* _Task objective_
Nothing may be dropped or altered: reproduce all the data.

* _Data supplied_
____________
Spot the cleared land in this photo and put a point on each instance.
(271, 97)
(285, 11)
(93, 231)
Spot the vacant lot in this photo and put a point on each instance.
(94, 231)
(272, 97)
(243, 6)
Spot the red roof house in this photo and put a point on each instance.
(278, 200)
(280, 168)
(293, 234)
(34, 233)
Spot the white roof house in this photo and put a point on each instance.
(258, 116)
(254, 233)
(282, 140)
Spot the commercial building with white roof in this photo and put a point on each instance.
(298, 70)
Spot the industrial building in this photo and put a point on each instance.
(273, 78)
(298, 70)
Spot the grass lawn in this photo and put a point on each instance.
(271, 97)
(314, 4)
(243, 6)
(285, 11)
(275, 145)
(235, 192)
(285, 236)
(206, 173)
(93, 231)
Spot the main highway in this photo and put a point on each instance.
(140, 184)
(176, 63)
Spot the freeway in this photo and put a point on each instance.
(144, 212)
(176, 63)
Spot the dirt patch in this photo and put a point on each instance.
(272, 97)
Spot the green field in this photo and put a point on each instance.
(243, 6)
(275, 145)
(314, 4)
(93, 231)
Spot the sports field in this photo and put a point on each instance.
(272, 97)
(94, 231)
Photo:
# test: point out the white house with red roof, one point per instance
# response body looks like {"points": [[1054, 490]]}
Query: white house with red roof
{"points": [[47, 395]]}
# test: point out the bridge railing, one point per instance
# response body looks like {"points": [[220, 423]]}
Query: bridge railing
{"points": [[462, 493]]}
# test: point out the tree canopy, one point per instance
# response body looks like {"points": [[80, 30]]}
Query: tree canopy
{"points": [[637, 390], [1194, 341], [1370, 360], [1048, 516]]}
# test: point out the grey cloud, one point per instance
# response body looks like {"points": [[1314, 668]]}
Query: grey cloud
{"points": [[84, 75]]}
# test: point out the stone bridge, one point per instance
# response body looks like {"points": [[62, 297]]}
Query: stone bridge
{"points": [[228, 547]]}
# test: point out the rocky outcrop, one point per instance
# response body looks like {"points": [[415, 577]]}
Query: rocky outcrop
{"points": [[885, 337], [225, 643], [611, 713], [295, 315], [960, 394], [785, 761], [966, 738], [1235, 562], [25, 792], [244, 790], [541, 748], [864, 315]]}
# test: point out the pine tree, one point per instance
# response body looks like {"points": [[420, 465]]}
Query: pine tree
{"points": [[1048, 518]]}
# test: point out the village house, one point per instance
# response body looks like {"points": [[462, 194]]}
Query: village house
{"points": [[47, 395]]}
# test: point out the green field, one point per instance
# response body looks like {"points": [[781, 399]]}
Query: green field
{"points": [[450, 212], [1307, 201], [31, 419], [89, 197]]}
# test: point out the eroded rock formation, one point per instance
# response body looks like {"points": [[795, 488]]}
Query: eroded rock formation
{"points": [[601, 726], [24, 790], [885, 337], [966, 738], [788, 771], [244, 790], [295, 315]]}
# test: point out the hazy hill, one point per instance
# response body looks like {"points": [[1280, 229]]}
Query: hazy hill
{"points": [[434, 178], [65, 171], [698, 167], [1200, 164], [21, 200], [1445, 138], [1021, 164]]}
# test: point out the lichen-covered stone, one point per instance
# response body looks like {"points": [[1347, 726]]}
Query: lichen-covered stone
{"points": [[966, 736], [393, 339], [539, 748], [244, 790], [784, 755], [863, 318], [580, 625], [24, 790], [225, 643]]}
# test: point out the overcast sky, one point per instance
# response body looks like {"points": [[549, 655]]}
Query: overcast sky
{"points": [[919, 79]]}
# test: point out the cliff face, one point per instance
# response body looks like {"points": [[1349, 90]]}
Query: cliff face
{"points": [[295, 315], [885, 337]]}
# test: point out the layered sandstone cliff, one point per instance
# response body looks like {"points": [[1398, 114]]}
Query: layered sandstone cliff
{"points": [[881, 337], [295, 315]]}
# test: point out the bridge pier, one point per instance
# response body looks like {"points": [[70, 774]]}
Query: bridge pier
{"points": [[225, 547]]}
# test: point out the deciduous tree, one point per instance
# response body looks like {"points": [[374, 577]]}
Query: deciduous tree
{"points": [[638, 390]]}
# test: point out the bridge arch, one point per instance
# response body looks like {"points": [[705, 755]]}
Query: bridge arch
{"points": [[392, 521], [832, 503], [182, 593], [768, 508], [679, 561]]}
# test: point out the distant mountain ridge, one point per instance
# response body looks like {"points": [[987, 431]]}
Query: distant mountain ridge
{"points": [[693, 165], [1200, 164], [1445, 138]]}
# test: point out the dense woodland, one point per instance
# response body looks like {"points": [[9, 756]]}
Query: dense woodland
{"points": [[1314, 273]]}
____________
* _Answer space_
Spot the cleared land in this photo and put a point on each instance.
(271, 97)
(285, 11)
(93, 231)
Spot the vacant lot in this photo and put a point on each instance.
(94, 231)
(272, 97)
(243, 6)
Spot the red roof house in this photo and put a point on each instance.
(278, 200)
(280, 168)
(293, 234)
(34, 233)
Spot the white roof house in this photo and put a point on each instance.
(258, 116)
(254, 233)
(282, 140)
Spot the commercial building with white roof in this photo and put a point on each instance.
(298, 70)
Spot the industrial building in this photo and put a point on each instance.
(273, 78)
(298, 70)
Spot the grass lawn in this photo and put a point on each instance.
(271, 97)
(314, 4)
(243, 6)
(285, 11)
(275, 145)
(235, 192)
(285, 236)
(206, 173)
(93, 231)
Spot the main highway in this photo and put a point on each instance.
(140, 184)
(176, 63)
Spot the freeway in this photo and put a point on each instance.
(144, 212)
(176, 63)
Spot the dirt patch in this photo and put a point on each instance.
(272, 97)
Spot the green field in this photo and put a point on each instance.
(243, 6)
(275, 145)
(314, 4)
(93, 231)
Spot the sports field in this photo and put a point on each instance.
(272, 97)
(94, 231)
Photo:
# test: point out the white house with red roof, one point per instance
# response body looks like {"points": [[1054, 490]]}
Query: white house with red roof
{"points": [[47, 395]]}
# test: point out the bridge railing, one point per instance
# response body looks like {"points": [[220, 423]]}
Query: bridge railing
{"points": [[462, 493]]}
# test: point out the tree canopy, one point per instance
# response body looks like {"points": [[80, 30]]}
Query: tree canopy
{"points": [[637, 390], [1194, 341], [1370, 360], [1048, 516]]}
# test: point out the grey cloud, one point per instance
# response body looks like {"points": [[1314, 668]]}
Query: grey cloud
{"points": [[84, 75]]}
# test: point out the stone bridge, one point per instance
# response body looks like {"points": [[62, 297]]}
Query: stone bridge
{"points": [[228, 547]]}
# test: point out the rocky outcrop, one point per instance
# response body looks like {"points": [[415, 577]]}
Query: rocky outcrop
{"points": [[885, 337], [225, 643], [611, 713], [295, 315], [960, 394], [785, 761], [966, 738], [1235, 562], [25, 792], [244, 790], [541, 748], [864, 315]]}
# test: point out the pine tree, one point per instance
# response body looks like {"points": [[420, 465]]}
Query: pine tree
{"points": [[1048, 518]]}
# test: point out the village house, one point per instance
# response body looks like {"points": [[462, 194]]}
Query: village house
{"points": [[47, 395]]}
# test: point out the green field, one point per instance
# response body looks like {"points": [[781, 399]]}
Query: green field
{"points": [[450, 212], [1307, 201], [31, 419], [89, 197]]}
# test: point out the eroded rock formation, one point per instance
# response body looks like {"points": [[795, 488]]}
Query: eroded rock formation
{"points": [[601, 726], [24, 790], [885, 337], [966, 738], [788, 771], [244, 790], [295, 315]]}
# test: point out the hazy hill, one point per instance
# response body looks like {"points": [[1280, 229]]}
Query: hazy hill
{"points": [[434, 178], [65, 171], [698, 167], [1200, 164], [21, 200], [1445, 138], [1021, 164]]}
# test: point out the lichen-covered stone, one point per instance
# response body looks like {"points": [[1347, 726]]}
Query: lichen-covered stone
{"points": [[966, 736], [393, 339], [539, 748], [244, 790], [784, 755], [863, 318], [580, 625], [24, 790], [225, 643]]}
# test: point out the overcast sky, one point per instance
# response body looks like {"points": [[549, 655]]}
Query: overcast sky
{"points": [[919, 79]]}
# test: point out the cliff face, one point per instance
# response body looks like {"points": [[1349, 90]]}
Query: cliff face
{"points": [[295, 315], [885, 337]]}
# test: point out the layered sandstone cliff, one point per instance
# response body looks like {"points": [[1398, 114]]}
Query: layered sandstone cliff
{"points": [[881, 337], [295, 315]]}
# test: point out the bridge pier, one point per instance
# response body looks like {"points": [[70, 774]]}
Query: bridge pier
{"points": [[225, 547]]}
# test: point out the deciduous tree, one point per instance
# response body looks like {"points": [[374, 577]]}
Query: deciduous tree
{"points": [[638, 390]]}
# test: point out the bridge arch, one point per instance
# response body looks like {"points": [[705, 755]]}
Query: bridge arch
{"points": [[392, 521], [832, 503], [182, 593], [768, 508], [679, 561]]}
# test: point out the distant mountain ridge, one point per instance
# response body looks like {"points": [[987, 431]]}
Query: distant mountain ridge
{"points": [[693, 165], [1200, 164], [1445, 138]]}
# test: point out the dense woodland, one point per instance
# response body looks like {"points": [[9, 756]]}
Query: dense woodland
{"points": [[1314, 273]]}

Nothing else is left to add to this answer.